ITEMS:
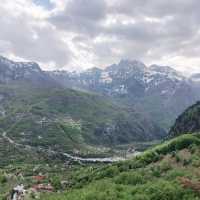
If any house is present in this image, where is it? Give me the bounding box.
[11,184,26,200]
[33,175,46,182]
[32,184,54,192]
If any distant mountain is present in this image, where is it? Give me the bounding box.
[0,55,166,153]
[169,102,200,137]
[49,60,200,129]
[0,56,58,86]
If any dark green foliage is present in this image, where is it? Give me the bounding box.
[169,102,200,137]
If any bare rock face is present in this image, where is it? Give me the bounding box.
[48,60,200,129]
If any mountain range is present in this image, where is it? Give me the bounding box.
[0,57,166,154]
[48,60,200,130]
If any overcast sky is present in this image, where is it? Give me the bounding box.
[0,0,200,73]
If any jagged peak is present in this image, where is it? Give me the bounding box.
[0,56,42,72]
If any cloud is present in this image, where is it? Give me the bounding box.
[0,0,200,72]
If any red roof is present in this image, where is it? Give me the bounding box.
[33,176,46,181]
[32,184,53,191]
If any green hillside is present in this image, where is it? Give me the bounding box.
[169,102,200,137]
[0,83,165,153]
[40,135,200,200]
[0,134,200,200]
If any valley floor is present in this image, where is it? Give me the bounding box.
[0,134,200,200]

TASK PROMPT: Reproduce every item above in full, request lines included, but multiply each bounding-box coordinate in the answers by 0.9 and round to the nearest whole number, with halves rounded up. Omit the pictures from your output.

EXERCISE RESULT:
If any house is present in this image, where is it? Give me the bounding box.
[10,166,23,180]
[30,158,41,164]
[29,166,49,173]
If any distant mountain is present in this image, where is it? Give me the bounding box.
[0,50,149,138]
[152,92,180,123]
[44,54,180,116]
[0,50,52,77]
If any dark green foliage is present in this image, where is it? Give me the bounding box.
[152,92,180,123]
If any bare rock face is present in this image, where is it? Give me the bounding box.
[43,54,180,116]
If any mountain range is present in this image, where is it? Give me the bounding box.
[0,51,149,139]
[43,54,180,117]
If any overcast sky is present in this image, where is it? Give me the bounding box.
[0,0,180,66]
If any jagged peak is present in this image, where is it? Give me the bounding box.
[0,50,38,65]
If any cloud is present in this image, where is it? Give me the bounding box.
[0,0,180,65]
If any red roof is present in this image, where is it? Give me the bounding box.
[30,158,41,163]
[29,166,48,172]
If any green hillside is present in this image, where is it? Give me the bounding box.
[152,92,180,123]
[0,75,149,138]
[36,122,180,180]
[0,121,180,180]
If any valley floor is present in this image, where is it? Give me the bounding box.
[0,121,180,180]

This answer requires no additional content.